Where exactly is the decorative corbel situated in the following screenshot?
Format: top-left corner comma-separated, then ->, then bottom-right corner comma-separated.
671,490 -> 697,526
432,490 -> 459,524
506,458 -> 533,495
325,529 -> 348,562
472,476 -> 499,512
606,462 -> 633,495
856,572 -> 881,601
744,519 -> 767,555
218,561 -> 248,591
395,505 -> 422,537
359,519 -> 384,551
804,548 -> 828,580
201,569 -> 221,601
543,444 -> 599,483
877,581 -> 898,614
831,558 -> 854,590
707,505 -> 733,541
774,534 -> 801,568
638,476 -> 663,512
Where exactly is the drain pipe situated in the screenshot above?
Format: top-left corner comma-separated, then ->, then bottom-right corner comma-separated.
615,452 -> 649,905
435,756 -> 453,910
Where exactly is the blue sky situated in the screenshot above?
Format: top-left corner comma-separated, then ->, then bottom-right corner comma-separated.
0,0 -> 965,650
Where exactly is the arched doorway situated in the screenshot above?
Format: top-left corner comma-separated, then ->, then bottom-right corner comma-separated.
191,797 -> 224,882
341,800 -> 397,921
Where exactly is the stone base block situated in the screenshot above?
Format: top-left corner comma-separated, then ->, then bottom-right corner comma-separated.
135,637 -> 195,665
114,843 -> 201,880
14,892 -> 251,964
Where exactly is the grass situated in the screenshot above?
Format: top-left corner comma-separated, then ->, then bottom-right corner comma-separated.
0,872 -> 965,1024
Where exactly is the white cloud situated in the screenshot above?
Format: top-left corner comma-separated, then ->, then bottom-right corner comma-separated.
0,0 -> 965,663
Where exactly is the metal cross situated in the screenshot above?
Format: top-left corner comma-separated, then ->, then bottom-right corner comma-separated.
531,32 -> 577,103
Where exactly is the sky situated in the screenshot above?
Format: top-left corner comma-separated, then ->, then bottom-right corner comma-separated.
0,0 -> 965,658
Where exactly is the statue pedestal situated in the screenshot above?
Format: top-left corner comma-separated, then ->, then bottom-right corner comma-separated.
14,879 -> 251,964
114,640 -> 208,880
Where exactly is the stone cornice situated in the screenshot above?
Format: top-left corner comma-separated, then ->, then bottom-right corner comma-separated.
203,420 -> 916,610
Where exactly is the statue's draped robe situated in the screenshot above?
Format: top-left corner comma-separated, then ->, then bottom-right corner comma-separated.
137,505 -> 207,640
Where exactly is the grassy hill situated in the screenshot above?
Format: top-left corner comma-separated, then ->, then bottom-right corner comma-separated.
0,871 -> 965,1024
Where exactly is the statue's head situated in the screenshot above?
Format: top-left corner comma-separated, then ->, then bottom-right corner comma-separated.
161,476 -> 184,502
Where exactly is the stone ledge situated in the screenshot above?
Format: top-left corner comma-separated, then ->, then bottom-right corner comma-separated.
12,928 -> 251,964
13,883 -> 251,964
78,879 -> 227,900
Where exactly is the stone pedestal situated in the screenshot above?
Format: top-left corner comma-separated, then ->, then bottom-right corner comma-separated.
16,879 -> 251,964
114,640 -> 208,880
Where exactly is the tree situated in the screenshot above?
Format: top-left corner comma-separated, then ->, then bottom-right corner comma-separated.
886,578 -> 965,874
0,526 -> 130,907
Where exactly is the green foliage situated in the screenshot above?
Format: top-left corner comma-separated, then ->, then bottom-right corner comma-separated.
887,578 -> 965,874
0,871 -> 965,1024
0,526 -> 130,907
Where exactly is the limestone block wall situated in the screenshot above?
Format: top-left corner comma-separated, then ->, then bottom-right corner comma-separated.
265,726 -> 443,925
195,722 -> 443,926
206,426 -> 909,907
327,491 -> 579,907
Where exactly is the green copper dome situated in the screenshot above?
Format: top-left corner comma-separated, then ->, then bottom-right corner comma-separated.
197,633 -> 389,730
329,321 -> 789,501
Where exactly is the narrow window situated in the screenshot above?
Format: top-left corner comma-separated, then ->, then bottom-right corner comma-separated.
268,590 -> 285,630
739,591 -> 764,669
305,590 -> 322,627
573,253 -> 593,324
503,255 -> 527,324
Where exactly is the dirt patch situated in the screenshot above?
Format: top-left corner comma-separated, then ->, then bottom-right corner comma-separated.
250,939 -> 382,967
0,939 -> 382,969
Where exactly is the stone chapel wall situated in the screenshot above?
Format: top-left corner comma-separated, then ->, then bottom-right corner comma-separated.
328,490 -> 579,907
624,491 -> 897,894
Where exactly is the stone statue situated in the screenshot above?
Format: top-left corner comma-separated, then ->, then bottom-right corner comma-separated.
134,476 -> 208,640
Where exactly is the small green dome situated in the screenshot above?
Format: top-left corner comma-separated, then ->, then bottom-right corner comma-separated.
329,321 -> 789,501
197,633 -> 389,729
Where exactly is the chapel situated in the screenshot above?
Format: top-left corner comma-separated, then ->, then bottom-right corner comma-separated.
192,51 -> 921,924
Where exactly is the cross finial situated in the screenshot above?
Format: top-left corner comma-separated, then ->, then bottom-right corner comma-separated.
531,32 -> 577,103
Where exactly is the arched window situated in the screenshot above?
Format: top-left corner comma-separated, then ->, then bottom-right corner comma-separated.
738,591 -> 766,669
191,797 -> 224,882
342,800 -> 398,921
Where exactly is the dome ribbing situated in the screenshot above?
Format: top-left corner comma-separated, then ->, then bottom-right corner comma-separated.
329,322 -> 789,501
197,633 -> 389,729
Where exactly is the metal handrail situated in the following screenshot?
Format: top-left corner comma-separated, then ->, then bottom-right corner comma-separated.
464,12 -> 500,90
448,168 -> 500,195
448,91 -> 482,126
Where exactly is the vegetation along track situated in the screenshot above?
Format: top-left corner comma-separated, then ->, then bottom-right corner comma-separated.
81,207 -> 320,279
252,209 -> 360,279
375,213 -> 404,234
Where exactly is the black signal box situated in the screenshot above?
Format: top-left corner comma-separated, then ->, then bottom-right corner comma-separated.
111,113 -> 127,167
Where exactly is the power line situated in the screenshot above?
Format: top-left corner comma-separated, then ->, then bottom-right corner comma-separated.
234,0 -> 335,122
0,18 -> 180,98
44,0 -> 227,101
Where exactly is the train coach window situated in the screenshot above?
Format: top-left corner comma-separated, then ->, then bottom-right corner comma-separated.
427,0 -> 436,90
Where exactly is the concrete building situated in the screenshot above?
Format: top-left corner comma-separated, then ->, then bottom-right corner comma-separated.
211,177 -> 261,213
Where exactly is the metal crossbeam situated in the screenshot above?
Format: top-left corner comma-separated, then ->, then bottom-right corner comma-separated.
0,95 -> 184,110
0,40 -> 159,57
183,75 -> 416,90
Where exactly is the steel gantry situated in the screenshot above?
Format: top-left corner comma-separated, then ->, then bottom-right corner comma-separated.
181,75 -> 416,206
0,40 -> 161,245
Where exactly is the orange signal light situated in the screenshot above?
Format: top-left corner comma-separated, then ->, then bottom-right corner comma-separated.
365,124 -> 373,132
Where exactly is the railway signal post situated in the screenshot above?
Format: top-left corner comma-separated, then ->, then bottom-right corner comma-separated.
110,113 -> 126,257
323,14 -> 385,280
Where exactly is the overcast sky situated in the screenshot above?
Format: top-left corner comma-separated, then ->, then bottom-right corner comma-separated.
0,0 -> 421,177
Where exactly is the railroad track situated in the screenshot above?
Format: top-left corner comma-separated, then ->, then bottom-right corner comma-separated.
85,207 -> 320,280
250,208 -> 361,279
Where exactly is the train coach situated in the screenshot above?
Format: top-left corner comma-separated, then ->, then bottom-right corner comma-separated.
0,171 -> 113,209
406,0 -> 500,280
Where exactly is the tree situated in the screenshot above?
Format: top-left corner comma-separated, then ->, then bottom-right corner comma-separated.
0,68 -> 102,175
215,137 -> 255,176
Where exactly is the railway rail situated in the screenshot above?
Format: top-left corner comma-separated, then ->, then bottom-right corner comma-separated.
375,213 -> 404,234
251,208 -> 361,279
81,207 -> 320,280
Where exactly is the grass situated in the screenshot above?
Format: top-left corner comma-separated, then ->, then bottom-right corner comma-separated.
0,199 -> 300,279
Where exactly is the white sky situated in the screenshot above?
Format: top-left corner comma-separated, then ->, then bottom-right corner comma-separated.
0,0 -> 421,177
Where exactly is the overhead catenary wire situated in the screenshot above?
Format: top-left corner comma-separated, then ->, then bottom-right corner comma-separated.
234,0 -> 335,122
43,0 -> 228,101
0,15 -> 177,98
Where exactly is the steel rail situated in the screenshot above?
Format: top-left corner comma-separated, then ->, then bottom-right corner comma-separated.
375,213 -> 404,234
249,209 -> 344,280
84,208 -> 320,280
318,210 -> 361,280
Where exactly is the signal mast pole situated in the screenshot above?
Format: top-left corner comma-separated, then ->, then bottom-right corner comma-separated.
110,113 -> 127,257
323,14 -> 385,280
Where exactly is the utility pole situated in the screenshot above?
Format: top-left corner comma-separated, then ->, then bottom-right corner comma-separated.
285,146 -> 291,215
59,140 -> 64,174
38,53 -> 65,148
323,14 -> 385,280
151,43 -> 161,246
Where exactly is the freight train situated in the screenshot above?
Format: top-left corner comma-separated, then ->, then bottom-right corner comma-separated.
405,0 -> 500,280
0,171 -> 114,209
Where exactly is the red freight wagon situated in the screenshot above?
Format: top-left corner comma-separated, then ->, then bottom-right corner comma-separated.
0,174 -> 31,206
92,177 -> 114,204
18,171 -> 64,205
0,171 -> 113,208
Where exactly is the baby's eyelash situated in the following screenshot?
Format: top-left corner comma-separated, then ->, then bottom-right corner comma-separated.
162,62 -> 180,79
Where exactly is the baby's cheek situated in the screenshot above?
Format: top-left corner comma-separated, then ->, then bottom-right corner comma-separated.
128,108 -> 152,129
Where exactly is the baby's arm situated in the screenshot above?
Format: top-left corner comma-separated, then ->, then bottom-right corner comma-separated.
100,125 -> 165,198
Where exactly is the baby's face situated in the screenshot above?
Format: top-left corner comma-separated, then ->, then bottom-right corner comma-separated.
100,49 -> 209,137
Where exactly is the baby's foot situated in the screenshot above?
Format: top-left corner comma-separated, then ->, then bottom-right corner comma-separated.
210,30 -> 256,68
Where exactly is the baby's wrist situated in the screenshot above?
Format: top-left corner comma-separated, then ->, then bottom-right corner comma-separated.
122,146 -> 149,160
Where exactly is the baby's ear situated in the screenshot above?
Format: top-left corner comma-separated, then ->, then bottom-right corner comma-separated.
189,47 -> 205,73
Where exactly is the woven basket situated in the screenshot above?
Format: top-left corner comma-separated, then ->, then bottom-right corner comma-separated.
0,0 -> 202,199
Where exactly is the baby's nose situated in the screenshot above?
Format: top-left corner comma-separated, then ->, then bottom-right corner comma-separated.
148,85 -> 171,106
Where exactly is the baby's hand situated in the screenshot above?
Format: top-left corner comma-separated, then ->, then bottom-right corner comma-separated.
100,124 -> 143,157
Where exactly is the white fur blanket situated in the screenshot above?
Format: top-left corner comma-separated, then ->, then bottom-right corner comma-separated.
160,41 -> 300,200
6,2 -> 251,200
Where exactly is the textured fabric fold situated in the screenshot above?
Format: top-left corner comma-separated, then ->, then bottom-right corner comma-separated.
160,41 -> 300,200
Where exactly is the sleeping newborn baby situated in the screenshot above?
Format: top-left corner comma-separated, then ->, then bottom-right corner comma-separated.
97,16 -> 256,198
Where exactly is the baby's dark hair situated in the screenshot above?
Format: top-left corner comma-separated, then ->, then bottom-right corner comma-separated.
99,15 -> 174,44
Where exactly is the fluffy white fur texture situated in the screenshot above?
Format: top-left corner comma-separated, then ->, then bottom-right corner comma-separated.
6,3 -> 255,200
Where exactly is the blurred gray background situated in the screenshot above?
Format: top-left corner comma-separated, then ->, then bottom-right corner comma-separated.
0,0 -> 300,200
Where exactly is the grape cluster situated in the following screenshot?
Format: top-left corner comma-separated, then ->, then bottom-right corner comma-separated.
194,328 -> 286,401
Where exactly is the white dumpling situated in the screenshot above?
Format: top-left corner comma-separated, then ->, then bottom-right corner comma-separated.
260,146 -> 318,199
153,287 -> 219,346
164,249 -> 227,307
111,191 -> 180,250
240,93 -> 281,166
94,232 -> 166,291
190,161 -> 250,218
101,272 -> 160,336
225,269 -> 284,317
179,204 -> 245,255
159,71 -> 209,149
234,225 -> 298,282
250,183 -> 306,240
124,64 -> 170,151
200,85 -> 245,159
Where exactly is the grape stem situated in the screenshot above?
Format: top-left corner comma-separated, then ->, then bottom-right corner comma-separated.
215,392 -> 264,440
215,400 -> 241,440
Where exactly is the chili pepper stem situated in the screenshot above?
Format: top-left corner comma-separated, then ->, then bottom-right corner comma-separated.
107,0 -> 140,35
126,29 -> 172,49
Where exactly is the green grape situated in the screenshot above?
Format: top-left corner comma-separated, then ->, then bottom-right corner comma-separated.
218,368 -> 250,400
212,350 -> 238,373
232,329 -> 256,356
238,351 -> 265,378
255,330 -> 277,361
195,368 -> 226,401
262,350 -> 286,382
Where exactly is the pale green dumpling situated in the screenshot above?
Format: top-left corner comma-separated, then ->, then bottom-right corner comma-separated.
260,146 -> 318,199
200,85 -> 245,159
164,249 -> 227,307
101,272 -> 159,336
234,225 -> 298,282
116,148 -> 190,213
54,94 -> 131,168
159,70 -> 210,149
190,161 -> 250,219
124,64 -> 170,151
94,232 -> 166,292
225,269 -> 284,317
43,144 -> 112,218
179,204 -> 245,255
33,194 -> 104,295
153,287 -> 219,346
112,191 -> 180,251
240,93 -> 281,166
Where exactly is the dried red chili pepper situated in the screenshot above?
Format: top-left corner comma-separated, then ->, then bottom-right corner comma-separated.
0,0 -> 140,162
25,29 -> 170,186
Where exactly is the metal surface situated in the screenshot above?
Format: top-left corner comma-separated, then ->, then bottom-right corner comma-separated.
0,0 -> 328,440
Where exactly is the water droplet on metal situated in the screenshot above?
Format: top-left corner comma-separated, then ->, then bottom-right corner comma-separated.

• • • • •

Requirements → Can you output everything from the line containing "Where exactly is the baby's eyelash" down to the line containing "162,62 -> 180,79" as a two-column CSV with the header request,answer? Each request and its answer should form one row, each value in a single quoted field with its line breaks replaced by spaces.

Task output →
request,answer
"Where exactly is the baby's eyelash situated in the following screenshot? Format: top-left corner comma-separated, then ->, then bottom-right corner comma-separated.","162,62 -> 180,79"